- [Exercise description]:
Once the line holding "Target: distant mountain range" is found in the listing below, write it out and each later line exactly, up to and including the one holding "Target: factory building".
Available data section start
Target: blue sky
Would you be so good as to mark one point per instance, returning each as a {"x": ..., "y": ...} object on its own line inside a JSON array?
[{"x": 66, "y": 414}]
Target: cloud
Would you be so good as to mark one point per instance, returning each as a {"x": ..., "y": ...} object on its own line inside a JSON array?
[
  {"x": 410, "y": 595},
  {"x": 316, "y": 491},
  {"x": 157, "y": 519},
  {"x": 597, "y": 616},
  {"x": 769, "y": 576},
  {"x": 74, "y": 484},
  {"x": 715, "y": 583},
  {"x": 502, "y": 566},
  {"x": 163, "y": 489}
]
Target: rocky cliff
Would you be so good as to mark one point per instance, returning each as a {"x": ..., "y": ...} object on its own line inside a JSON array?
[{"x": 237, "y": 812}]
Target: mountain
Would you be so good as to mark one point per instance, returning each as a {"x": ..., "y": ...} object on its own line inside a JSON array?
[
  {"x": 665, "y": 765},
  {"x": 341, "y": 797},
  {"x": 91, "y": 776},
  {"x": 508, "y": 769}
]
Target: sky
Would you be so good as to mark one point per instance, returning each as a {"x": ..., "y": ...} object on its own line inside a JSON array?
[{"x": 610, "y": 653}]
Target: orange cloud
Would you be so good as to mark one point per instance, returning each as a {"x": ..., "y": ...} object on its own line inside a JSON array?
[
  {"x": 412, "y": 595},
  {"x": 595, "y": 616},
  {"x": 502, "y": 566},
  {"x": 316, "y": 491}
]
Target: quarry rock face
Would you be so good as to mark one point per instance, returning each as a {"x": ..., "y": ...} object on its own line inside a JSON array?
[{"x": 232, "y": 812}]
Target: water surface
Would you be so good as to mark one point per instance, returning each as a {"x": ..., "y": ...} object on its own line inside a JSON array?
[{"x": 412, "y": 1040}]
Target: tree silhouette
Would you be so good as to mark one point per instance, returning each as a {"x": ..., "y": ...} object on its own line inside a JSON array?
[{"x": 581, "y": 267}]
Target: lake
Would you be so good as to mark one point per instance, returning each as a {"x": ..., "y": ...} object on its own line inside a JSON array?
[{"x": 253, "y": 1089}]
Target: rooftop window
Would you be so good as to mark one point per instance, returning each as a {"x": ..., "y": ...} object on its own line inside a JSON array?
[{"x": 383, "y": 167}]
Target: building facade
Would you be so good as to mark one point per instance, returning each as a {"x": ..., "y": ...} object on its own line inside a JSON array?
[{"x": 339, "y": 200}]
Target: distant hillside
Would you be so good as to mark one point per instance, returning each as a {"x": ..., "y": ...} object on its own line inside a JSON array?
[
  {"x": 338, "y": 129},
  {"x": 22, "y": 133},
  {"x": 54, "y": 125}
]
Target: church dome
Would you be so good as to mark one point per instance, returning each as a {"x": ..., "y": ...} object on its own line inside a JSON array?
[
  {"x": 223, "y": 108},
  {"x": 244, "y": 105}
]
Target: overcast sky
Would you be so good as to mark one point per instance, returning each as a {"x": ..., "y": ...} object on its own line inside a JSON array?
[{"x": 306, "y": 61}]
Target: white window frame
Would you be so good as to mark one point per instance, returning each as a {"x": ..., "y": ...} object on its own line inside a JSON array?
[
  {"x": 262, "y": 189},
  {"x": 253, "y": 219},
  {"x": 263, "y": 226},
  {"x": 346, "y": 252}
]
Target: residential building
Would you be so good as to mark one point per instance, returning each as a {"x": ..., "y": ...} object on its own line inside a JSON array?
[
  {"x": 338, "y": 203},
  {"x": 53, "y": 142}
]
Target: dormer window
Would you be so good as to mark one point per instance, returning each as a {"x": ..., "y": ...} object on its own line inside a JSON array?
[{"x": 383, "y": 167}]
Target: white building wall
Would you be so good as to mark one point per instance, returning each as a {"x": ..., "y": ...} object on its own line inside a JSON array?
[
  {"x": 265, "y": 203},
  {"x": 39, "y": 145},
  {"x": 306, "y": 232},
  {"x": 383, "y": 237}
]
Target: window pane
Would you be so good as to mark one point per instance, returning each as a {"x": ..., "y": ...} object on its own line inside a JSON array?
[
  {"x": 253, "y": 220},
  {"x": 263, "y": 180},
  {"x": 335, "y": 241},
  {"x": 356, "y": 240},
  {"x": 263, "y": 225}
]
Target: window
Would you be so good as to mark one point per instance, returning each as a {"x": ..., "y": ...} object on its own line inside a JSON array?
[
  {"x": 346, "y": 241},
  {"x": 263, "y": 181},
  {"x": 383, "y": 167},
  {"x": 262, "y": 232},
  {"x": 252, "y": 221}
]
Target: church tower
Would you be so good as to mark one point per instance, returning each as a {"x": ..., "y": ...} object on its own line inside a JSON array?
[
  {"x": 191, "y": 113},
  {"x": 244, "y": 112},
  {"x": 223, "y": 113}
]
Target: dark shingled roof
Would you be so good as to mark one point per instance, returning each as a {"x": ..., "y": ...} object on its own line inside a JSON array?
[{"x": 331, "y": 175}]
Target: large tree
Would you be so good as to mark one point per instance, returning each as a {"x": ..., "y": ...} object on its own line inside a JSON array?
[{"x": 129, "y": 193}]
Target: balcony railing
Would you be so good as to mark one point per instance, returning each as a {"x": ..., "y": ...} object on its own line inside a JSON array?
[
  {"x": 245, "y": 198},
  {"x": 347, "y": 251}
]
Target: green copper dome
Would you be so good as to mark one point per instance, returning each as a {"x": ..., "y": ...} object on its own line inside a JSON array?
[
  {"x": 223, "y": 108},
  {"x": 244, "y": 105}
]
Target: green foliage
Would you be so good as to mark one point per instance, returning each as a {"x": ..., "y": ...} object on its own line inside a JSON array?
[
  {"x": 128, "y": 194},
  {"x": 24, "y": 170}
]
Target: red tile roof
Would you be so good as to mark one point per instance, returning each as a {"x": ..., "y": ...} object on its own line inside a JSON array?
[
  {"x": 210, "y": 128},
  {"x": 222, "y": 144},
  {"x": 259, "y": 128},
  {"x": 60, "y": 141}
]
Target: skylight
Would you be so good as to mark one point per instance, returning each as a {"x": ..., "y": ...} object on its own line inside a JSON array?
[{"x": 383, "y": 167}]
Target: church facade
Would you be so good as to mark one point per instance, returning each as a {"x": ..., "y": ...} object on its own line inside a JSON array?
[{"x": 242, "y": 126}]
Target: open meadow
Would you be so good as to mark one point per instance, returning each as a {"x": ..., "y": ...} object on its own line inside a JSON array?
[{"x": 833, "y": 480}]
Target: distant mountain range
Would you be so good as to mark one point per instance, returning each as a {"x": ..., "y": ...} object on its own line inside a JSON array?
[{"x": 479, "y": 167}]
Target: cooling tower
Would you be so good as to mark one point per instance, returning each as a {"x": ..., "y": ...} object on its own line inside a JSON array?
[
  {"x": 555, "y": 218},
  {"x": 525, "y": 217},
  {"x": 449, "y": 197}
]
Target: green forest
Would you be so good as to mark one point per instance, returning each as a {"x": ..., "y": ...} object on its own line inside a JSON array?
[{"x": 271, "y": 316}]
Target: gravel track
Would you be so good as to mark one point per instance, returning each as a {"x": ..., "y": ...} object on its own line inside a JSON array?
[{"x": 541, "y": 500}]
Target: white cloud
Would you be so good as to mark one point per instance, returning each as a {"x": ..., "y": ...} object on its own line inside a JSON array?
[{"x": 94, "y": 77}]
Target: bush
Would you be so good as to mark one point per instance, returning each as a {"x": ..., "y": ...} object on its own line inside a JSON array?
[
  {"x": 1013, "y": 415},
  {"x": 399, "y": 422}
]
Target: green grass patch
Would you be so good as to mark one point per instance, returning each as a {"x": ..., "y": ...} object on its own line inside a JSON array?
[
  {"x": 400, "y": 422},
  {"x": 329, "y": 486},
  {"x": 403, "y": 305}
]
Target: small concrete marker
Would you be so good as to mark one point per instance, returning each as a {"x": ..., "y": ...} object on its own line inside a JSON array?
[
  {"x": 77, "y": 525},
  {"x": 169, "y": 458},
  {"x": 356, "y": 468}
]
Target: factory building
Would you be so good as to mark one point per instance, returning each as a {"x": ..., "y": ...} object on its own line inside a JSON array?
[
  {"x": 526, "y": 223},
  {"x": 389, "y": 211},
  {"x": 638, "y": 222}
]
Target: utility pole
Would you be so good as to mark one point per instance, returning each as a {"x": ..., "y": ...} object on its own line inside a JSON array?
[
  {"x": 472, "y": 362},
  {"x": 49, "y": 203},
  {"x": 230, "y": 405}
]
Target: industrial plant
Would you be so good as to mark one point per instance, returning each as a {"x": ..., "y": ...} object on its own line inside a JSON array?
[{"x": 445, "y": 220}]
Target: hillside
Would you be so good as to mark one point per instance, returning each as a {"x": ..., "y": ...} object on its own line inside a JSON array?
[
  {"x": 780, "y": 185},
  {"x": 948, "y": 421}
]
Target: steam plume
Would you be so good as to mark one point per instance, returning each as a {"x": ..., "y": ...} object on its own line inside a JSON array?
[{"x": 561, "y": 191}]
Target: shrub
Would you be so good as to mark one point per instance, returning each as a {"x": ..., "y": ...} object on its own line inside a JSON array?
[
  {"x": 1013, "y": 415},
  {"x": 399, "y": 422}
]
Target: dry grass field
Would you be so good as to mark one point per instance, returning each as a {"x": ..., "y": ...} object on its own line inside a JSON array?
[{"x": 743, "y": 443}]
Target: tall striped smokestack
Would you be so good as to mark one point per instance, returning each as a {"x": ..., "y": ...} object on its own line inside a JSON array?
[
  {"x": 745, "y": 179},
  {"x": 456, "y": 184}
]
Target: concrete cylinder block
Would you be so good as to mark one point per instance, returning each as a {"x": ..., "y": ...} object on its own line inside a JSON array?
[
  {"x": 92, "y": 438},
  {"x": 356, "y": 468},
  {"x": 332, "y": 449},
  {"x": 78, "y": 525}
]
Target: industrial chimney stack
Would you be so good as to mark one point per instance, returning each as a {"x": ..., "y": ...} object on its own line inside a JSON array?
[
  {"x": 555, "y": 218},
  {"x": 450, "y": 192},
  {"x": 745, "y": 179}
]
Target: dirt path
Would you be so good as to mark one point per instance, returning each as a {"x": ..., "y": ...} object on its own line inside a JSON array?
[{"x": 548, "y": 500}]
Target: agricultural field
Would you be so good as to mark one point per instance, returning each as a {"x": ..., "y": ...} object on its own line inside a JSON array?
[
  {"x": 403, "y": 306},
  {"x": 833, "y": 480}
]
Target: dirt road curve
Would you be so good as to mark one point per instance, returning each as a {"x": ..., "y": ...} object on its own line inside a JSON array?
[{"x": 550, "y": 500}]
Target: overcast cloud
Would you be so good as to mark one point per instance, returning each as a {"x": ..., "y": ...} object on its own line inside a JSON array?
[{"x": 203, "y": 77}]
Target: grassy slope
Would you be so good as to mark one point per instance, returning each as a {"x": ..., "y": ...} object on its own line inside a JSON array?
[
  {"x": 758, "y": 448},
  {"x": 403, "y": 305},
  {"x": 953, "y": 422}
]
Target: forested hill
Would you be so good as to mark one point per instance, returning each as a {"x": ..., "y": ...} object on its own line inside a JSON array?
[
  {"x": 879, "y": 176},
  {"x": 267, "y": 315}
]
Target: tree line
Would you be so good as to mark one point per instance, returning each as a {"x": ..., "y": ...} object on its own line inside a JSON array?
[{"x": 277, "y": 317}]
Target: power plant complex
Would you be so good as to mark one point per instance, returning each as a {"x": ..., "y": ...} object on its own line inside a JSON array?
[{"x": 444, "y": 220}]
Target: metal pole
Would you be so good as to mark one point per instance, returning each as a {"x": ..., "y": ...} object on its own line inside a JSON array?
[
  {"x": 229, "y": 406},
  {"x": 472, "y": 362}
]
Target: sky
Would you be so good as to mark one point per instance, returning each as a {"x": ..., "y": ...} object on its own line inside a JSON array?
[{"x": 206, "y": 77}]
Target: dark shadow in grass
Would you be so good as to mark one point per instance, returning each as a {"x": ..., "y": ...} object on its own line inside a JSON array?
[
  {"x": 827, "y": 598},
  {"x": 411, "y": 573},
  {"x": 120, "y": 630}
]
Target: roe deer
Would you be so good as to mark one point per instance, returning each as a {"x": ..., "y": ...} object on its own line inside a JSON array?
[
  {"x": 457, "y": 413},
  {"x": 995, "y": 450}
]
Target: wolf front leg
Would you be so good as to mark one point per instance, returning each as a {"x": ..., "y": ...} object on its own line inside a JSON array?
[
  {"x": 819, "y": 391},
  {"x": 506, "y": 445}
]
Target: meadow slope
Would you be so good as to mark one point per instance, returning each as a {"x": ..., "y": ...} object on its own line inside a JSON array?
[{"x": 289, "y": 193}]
Available data section end
- [Task answer]:
Target: distant mountain range
Would you be so good as to mark one point per instance, returning each as a {"x": ..., "y": ...} object on its own line inside a JSON array?
[{"x": 479, "y": 167}]
Target: cooling tower
Would you be so good as to mark one point per instance, returning each as a {"x": ..., "y": ...} object on its own line inside a JSON array?
[
  {"x": 555, "y": 218},
  {"x": 525, "y": 217},
  {"x": 449, "y": 197}
]
Target: green forest
Would you be so good as to mark one point per instance, returning each as a {"x": ..., "y": ...} object on its own line inside a JSON array?
[{"x": 271, "y": 316}]
Target: gravel track
Would you be so good as to mark one point per instance, returning each as a {"x": ..., "y": ...} object on its own line inside a JSON array?
[{"x": 541, "y": 500}]
Target: white cloud
Would you be so good as to mark one point per instance, returning each as a {"x": ..., "y": ...} object on its own line inside a JSON array?
[{"x": 94, "y": 77}]
Target: bush
Would you be so good as to mark one point per instance, returning each as a {"x": ..., "y": ...} object on its own line inside a JSON array?
[
  {"x": 1013, "y": 415},
  {"x": 399, "y": 422}
]
Target: green grass patch
Would you be so good as to mark one point per instance, returning each as a {"x": ..., "y": ...} object on its own line inside a JSON array?
[
  {"x": 400, "y": 422},
  {"x": 329, "y": 486},
  {"x": 403, "y": 305}
]
Target: small concrete marker
Would you be so good as to mark one point per instance, returning each as a {"x": ..., "y": ...} object on its own line inside a JSON array?
[
  {"x": 77, "y": 525},
  {"x": 169, "y": 458},
  {"x": 356, "y": 468}
]
Target: factory building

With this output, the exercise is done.